Problem:
Repeat every one of the following records line for line, leaving the pictures out of your answer.

Stored entries
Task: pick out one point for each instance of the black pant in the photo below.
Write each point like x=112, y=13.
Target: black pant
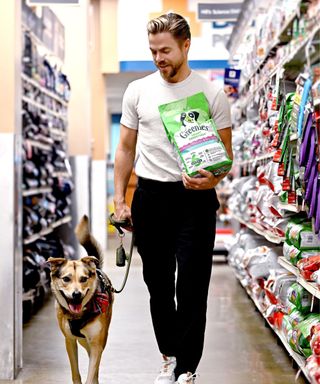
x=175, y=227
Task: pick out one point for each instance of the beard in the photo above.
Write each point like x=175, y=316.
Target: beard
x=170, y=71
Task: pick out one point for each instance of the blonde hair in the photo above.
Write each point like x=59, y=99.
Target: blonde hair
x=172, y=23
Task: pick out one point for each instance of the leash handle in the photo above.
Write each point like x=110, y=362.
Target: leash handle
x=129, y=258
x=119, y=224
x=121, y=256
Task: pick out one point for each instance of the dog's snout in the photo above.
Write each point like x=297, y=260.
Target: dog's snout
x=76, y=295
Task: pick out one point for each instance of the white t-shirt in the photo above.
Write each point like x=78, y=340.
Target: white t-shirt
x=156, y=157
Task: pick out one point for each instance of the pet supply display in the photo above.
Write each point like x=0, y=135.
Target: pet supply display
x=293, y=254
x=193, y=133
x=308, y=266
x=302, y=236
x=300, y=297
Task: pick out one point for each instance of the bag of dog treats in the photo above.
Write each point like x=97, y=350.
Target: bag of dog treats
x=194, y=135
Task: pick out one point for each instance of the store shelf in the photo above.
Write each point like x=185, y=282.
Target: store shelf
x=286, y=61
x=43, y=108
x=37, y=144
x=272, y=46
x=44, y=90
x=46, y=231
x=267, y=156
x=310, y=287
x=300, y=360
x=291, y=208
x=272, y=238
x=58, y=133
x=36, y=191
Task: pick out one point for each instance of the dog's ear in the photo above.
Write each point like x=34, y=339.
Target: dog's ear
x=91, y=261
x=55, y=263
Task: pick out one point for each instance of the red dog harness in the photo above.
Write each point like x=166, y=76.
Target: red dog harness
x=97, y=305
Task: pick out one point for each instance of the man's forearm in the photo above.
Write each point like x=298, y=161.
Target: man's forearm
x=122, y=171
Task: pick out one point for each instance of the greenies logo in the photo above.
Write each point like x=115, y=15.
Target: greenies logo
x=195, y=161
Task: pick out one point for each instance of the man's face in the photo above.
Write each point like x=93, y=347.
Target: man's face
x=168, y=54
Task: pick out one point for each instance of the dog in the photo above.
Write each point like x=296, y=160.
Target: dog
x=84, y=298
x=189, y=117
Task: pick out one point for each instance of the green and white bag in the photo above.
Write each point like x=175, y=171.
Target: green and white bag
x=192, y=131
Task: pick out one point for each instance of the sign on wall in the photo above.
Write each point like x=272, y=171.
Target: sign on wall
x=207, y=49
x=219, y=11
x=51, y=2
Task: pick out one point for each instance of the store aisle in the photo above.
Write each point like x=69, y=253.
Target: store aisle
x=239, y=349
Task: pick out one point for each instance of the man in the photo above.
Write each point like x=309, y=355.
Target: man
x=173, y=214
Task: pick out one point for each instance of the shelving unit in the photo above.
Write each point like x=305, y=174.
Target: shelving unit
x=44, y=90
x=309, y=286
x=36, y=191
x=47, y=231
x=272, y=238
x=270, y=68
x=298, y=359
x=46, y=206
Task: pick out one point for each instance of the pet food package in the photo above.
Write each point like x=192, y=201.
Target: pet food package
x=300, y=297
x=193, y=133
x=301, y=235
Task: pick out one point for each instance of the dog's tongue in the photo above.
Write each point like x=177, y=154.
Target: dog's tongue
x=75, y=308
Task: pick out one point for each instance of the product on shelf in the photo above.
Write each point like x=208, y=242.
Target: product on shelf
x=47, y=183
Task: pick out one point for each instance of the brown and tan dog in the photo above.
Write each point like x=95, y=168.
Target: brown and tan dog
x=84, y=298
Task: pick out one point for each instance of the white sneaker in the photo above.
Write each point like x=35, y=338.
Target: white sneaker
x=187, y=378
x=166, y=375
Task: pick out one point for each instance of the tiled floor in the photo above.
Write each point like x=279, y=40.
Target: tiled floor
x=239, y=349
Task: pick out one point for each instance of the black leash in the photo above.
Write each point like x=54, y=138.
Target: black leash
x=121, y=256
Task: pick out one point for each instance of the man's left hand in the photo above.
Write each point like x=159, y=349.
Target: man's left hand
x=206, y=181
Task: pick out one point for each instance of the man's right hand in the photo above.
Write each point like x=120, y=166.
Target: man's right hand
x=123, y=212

In response:
Task: pick out one point for each instance of the black pant in the photo below.
Write each point like x=112, y=13.
Target: black pant
x=175, y=227
Task: pick out one point for each instance of the beard in the photo above.
Write each point like x=175, y=316.
Target: beard
x=170, y=71
Task: pick out one point for each instance of the blonde hair in the photo above.
Write each point like x=59, y=99.
Target: blonde hair
x=172, y=23
Task: pick out one point for each instance of the leash handle in the photo above.
Write each point like x=110, y=362.
Target: leash handle
x=129, y=258
x=119, y=224
x=121, y=256
Task: pick out one point for each instance of the dog's snout in the photo above.
Write each point like x=297, y=260.
Target: dog's snout
x=76, y=295
Task: pick out one point for each instance of the white t-shirt in the photo above.
Write each point like x=78, y=340.
Target: white t-shirt
x=156, y=157
Task: pick out one point for each instance of the pet supply display in the photo above.
Write each point like x=0, y=135.
Target: pet supply display
x=293, y=254
x=193, y=133
x=308, y=266
x=302, y=236
x=300, y=297
Task: pick out one point for each instance of the bag of dog treats in the photo above.
Write each point like x=97, y=350.
Target: bag of dog treats
x=194, y=135
Task: pick out one point for each instance of the store shelf in the photo above.
Write each point like x=185, y=282.
Target: store shelf
x=286, y=61
x=43, y=108
x=37, y=144
x=272, y=46
x=44, y=90
x=46, y=231
x=267, y=156
x=310, y=287
x=300, y=360
x=291, y=208
x=272, y=238
x=58, y=133
x=36, y=191
Task: pick out one point for each instance of the dog's ear in the photo above.
Write each point like x=34, y=339.
Target: dog's ear
x=91, y=261
x=55, y=263
Task: pick out one point for each instance of the red dog harness in the photo above.
Write each point like x=166, y=76.
Target: red dog harness
x=97, y=305
Task: pick out one point for each instance of the man's forearm in the photo above.
Write each point like x=298, y=161.
Target: man's forearm
x=122, y=171
Task: pick out one point for each instance of the greenies logo in the photo above.
Write each point like x=115, y=15.
Target: greenies logo
x=195, y=161
Task: pick out one point for each instance of the man's face in the photo above.
Write each point like x=93, y=347.
Target: man's face
x=168, y=54
Task: pick out one point for each instance of the dog in the photo above.
Write each point like x=296, y=160.
Target: dog
x=84, y=298
x=189, y=117
Task: pick out one point for each instance of the green and white bag in the photo above.
Write each point like x=175, y=171.
Target: green and white bag
x=192, y=131
Task: pick out one point for each instance of the sign on wall in the photo above.
Write each point like x=272, y=171.
Target: sign on wall
x=207, y=49
x=219, y=11
x=51, y=2
Task: pick out one point for each instance of the store aisle in the photo above.
Write each point like x=69, y=253.
Target: store aisle
x=239, y=349
Task: pick out one point for each instance of the man in the photo above.
Write each point like x=309, y=355.
Target: man
x=173, y=214
Task: pick out one point for each instance of the shelving unit in the photo above.
Write each point like x=305, y=174.
Target: shelving unit
x=44, y=90
x=309, y=286
x=36, y=191
x=47, y=231
x=272, y=238
x=270, y=68
x=298, y=359
x=46, y=206
Task: pick out one point for each instance of the pet food package in the photo above.
Write each point like x=192, y=201.
Target: pet food package
x=300, y=297
x=193, y=133
x=301, y=235
Task: pick out one point for each instance of the dog's tongue in the photo above.
Write each point like x=177, y=154.
Target: dog's tongue
x=75, y=308
Task: pick out one point for each instance of the product on shelf in the photo above.
Write each point like x=208, y=242.
Target: product on shelf
x=47, y=183
Task: pick out one point for each instance of the brown and tan dog in the photo above.
Write each point like x=95, y=168.
Target: brown and tan dog
x=84, y=298
Task: pick out one point for each instance of the white sneaker in the photo above.
Write each point like x=35, y=338.
Target: white sneaker
x=187, y=378
x=166, y=375
Task: pick out one point for each instance of the tiled floor in the photo above.
Write each point like x=279, y=40.
Target: tiled floor
x=239, y=349
Task: pick out one point for each instance of the black leash in the photo above.
Write each point like x=54, y=138.
Target: black leash
x=121, y=256
Task: pick out one point for each instance of the man's left hand in the photo above.
Write each point like x=159, y=349.
Target: man's left hand
x=206, y=181
Task: pick out one point for each instance of the man's right hand in the photo above.
Write each point like x=120, y=166.
Target: man's right hand
x=123, y=212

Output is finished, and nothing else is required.